本文抜粋
伽 草 子

<とぎそうし>
団塊の世代が綴る随感録

“知の無知”

2015年06月11日 | エッセー

 至高の境位を「無知の知」とソクラテスさんは言った。不遜を覚悟で洒落ると、これは端っから知を蔑むさしずめ“知の無知”だ。
 今月4日、衆院憲法審査会で3人の憲法学者が安全保障関連法案を違憲と断じた。火消しに躍起となった自民党は、反論ビラで「高度の政治性を有する事柄が憲法に合致するかどうかを判断するのは、明白に違憲無効であると認められない限りは、裁判所ではなく、内閣と国会」だと書いた。モンテスキューさんが聞けば、激怒のあまり卒倒するかもしれない。「高度の政治性を有する事柄」であろうと憲法の範を超えないことが三権分立ではないのか。超えざるを得なければ、憲法自体を変える規矩を憲法はすでに設えている。立憲主義は元来懐が深い。にもかかわらず、解釈などといって恩を仇で返してはなるまい。

課題
次の(a)〜(c)が本文抜粋の内容と合致するかを、それぞれ「はい」か「いいえ」で答え、判断の根拠となる本文抜粋の語句をそのまま引用せよ。
(a) 衆院憲法審査会で3人の憲法学者が安全保障関連法案を違憲としたのは、今月4日である。
(b) 自民党の反論ビラは、高度の政治性を有する事柄の合憲性を判断するのは裁判所だとした。
(c) 筆者は、憲法には憲法自体を変えるための規矩が用意されていないと述べている。

提供資料
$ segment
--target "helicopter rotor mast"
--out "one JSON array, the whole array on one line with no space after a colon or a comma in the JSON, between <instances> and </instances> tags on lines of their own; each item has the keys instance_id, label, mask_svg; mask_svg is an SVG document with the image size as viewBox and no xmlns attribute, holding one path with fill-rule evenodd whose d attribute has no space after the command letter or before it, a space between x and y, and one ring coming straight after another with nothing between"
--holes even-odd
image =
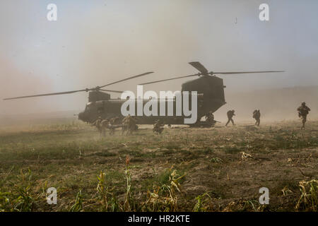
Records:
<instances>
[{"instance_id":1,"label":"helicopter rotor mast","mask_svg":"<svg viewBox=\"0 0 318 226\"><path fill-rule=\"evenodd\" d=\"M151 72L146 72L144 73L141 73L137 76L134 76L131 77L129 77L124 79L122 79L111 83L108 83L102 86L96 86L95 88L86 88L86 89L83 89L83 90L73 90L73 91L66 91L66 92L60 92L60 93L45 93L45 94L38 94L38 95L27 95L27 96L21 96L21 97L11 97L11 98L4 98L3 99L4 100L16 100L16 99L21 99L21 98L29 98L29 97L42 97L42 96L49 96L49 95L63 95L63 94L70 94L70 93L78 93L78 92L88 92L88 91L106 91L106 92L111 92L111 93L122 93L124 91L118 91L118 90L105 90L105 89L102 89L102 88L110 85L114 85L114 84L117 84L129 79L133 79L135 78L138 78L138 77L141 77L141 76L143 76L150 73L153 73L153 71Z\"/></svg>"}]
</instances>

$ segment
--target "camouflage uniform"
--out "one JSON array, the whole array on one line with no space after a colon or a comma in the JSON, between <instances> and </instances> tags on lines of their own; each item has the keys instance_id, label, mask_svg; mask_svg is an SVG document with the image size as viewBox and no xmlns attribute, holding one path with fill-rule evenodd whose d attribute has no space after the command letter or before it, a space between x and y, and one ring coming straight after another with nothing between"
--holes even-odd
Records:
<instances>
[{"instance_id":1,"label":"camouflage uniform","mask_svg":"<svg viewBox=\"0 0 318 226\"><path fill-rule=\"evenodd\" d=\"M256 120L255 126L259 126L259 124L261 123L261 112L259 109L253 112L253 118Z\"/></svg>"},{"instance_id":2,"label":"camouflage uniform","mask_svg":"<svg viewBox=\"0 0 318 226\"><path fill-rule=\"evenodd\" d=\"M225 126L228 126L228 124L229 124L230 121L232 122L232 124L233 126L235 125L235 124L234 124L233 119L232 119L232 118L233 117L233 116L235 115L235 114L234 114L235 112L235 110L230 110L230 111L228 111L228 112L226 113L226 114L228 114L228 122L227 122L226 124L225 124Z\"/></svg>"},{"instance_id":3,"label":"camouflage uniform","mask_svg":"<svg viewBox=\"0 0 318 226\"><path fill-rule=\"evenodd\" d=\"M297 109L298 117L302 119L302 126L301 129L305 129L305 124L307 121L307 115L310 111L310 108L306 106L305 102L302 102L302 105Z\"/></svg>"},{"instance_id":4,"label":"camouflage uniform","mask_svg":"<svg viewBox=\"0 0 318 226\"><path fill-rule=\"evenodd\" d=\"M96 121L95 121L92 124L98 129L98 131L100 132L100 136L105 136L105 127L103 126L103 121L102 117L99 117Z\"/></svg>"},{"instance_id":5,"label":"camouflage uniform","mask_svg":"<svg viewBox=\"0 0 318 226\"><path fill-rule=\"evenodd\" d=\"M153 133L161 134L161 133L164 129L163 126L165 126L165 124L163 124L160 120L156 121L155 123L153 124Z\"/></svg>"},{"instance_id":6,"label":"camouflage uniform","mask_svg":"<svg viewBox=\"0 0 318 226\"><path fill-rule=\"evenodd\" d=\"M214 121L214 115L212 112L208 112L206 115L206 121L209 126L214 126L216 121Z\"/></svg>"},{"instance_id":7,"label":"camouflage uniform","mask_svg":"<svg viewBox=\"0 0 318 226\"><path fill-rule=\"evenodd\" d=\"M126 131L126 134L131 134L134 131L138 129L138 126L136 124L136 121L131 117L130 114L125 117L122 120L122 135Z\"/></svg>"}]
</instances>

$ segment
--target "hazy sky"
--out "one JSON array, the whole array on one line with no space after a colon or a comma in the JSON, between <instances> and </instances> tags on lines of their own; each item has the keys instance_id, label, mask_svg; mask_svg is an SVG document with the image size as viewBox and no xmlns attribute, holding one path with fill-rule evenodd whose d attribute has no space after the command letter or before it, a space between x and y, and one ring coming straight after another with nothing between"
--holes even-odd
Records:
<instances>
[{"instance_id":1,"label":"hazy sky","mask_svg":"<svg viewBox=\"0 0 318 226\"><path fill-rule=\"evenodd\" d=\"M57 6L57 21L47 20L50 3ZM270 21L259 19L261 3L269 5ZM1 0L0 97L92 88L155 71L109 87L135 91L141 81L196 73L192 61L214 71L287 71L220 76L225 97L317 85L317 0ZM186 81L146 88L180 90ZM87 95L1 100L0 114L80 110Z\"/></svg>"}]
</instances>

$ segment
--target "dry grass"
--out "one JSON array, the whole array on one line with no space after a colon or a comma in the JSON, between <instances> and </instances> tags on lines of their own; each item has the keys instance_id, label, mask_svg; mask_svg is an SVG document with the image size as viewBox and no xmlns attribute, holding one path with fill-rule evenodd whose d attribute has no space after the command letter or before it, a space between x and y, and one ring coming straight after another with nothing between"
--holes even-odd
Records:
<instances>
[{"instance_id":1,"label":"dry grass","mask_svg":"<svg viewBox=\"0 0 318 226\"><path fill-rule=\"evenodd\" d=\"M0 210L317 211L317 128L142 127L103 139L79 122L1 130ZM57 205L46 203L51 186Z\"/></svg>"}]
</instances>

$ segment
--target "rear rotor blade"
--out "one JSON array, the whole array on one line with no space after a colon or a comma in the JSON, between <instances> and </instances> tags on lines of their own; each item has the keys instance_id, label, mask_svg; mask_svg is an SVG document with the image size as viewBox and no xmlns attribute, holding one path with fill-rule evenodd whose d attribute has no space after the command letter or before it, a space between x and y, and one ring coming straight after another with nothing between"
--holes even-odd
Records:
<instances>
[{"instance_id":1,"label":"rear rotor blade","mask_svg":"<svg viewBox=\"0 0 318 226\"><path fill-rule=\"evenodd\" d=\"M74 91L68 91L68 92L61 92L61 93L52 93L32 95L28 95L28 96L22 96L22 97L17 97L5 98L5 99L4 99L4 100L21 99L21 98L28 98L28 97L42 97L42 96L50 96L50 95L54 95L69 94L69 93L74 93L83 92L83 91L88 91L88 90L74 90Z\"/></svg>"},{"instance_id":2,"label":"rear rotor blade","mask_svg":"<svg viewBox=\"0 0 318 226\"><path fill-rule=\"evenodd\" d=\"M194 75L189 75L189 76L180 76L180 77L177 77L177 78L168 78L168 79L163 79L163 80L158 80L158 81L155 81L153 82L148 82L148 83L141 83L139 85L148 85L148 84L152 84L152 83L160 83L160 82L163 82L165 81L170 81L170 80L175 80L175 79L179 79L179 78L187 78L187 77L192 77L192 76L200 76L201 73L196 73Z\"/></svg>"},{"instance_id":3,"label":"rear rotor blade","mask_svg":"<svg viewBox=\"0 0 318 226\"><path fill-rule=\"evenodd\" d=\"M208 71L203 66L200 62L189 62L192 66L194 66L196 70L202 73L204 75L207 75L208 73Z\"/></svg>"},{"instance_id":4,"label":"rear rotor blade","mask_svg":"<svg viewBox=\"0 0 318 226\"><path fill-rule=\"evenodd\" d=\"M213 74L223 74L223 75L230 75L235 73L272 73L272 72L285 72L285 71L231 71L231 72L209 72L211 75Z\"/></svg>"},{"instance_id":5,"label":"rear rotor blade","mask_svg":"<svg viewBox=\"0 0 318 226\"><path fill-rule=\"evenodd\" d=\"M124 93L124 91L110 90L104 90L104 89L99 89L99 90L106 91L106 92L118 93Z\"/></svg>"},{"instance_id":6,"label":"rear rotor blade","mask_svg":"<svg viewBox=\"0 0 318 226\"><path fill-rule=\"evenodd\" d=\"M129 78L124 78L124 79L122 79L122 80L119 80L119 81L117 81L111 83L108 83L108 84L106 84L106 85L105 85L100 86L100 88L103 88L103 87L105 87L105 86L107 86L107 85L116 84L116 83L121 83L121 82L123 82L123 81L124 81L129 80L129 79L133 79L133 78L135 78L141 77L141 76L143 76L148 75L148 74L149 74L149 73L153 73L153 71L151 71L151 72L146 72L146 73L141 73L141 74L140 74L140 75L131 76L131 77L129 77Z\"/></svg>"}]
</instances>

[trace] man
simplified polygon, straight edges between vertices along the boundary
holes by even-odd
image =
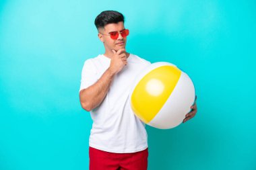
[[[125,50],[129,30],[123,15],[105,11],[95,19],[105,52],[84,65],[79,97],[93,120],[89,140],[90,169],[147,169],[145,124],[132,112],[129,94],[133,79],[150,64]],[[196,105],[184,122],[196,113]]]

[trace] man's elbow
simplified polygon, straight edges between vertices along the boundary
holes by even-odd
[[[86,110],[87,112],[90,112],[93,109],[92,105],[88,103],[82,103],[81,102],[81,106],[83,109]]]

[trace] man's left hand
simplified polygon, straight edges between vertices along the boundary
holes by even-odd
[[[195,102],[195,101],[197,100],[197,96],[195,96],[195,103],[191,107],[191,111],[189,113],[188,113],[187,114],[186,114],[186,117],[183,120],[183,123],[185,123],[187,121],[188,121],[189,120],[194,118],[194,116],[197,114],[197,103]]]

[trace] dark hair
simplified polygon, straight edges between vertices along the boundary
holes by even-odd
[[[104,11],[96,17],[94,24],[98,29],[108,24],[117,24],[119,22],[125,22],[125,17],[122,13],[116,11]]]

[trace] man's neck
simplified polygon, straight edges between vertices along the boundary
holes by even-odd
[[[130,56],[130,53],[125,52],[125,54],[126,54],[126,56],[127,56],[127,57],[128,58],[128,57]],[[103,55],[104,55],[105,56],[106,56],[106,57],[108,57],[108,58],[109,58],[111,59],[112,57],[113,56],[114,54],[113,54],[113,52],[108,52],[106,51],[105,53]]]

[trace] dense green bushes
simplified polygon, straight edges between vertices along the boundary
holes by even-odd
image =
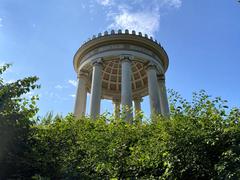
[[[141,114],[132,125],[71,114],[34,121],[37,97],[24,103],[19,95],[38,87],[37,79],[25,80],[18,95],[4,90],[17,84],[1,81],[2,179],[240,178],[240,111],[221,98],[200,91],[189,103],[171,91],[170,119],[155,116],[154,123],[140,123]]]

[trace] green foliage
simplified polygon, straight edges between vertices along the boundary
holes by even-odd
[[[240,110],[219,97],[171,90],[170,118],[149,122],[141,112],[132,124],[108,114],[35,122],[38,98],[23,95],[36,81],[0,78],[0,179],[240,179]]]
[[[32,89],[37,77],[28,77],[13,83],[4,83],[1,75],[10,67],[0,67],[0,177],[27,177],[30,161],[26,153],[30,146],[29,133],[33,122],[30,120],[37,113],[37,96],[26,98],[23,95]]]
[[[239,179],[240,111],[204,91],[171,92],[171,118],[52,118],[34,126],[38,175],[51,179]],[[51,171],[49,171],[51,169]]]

==

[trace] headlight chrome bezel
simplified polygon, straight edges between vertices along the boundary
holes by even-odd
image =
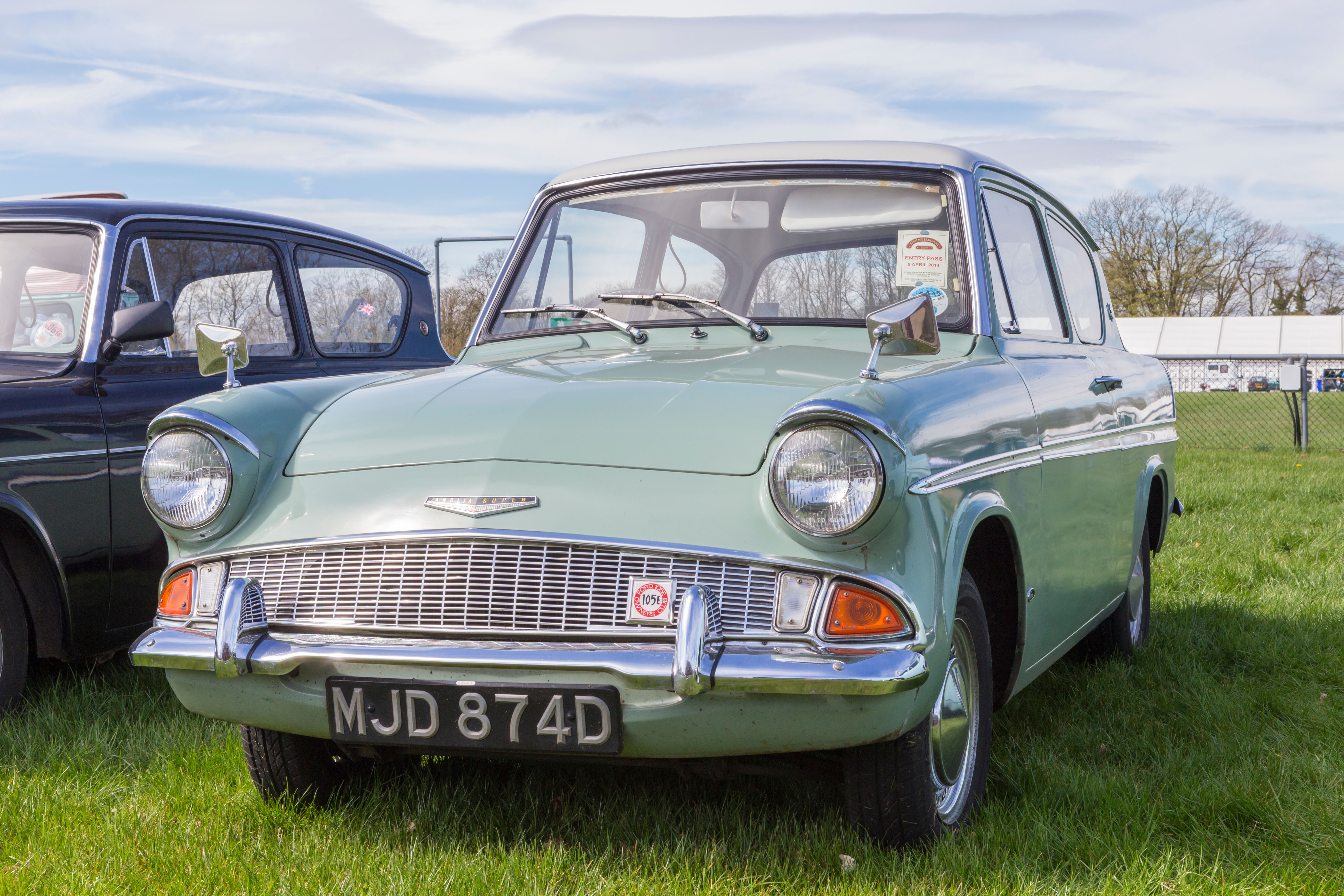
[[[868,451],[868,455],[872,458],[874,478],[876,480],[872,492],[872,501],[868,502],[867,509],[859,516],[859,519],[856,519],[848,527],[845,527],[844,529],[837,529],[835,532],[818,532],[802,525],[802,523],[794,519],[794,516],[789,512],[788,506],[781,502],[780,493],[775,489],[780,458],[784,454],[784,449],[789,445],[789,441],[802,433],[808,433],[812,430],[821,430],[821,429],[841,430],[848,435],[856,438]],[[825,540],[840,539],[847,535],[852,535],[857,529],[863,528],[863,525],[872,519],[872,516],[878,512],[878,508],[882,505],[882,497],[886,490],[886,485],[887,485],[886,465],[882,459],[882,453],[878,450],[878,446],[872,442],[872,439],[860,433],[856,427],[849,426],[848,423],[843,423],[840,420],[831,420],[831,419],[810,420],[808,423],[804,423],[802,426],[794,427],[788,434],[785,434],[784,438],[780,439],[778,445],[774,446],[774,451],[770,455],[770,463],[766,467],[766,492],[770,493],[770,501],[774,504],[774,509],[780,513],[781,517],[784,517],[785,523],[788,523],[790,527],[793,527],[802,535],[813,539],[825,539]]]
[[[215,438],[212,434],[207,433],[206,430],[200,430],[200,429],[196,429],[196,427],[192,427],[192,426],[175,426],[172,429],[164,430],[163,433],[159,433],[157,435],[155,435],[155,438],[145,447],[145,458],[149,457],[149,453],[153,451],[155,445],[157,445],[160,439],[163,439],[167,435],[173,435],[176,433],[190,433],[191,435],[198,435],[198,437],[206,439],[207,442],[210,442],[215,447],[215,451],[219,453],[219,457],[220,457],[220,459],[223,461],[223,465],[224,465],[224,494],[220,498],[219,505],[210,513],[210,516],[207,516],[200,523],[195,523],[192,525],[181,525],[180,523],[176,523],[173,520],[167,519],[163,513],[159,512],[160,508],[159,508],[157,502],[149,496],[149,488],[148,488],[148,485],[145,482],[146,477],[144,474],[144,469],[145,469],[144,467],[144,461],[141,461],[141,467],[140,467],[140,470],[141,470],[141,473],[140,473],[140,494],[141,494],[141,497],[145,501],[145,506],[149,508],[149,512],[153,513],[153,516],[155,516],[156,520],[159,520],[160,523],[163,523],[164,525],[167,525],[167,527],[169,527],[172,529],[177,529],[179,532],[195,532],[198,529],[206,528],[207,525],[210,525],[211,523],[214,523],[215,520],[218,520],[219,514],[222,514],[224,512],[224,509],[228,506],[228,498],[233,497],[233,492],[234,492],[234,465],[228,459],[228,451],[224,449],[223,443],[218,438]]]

* * *

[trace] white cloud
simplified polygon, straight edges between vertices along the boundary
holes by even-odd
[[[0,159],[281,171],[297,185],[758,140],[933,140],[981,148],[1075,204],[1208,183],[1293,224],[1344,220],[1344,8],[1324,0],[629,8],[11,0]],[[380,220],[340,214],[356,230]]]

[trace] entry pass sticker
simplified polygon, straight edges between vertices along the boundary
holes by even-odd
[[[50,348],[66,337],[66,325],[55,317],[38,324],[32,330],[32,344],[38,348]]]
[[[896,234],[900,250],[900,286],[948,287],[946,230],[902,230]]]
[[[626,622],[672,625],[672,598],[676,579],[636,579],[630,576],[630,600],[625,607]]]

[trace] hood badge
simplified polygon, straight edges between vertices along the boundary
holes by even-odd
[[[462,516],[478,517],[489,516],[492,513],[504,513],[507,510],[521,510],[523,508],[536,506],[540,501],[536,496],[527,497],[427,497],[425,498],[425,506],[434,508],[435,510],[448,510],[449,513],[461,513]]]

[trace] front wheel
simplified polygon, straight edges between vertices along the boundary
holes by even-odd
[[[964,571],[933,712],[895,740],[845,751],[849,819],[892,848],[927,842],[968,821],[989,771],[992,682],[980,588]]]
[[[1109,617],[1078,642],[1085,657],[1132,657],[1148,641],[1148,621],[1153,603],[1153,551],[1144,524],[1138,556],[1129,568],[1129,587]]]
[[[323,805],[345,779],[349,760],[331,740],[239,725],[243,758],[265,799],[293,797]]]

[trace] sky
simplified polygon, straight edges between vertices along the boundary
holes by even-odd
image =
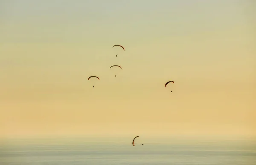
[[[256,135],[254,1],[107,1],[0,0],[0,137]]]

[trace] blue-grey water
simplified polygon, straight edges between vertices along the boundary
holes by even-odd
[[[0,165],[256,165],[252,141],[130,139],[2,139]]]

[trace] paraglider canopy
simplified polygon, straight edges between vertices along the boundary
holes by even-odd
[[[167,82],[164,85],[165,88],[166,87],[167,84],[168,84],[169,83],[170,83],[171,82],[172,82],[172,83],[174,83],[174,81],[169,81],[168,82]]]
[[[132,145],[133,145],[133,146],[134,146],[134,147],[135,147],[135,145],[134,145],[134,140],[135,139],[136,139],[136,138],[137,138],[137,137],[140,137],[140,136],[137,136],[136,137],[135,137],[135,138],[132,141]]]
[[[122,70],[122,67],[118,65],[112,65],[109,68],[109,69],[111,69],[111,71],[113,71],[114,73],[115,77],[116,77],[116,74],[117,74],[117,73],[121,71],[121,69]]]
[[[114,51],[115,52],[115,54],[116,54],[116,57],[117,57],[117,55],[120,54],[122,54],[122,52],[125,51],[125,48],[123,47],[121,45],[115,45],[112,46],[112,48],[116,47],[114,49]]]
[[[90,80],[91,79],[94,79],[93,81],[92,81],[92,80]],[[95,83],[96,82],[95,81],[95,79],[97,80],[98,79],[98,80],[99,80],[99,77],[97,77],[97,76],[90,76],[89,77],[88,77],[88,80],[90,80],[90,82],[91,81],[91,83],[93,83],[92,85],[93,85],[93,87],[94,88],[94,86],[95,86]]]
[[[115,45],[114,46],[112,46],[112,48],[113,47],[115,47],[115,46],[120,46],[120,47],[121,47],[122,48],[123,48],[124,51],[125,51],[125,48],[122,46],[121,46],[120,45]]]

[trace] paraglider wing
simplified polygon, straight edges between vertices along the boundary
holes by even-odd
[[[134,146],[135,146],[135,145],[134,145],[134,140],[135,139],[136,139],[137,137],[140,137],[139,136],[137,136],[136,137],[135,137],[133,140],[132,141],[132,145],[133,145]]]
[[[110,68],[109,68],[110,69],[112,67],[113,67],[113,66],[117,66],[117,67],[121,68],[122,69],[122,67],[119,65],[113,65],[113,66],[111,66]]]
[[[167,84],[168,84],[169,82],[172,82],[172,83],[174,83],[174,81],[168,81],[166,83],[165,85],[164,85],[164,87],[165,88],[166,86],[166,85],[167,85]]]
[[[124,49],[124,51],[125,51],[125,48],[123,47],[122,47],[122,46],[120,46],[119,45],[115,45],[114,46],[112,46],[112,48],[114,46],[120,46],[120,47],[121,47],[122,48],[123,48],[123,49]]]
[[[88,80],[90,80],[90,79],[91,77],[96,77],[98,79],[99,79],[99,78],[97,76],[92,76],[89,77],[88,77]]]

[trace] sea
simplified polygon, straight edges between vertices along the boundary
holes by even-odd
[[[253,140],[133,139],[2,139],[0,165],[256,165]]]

解答
(a) はい。「今月4日、衆院憲法審査会で3人の憲法学者が安全保障関連法案を違憲と断じた」
(b) いいえ。「裁判所ではなく、内閣と国会」
(c) いいえ。「憲法自体を変える規矩を憲法はすでに設えている」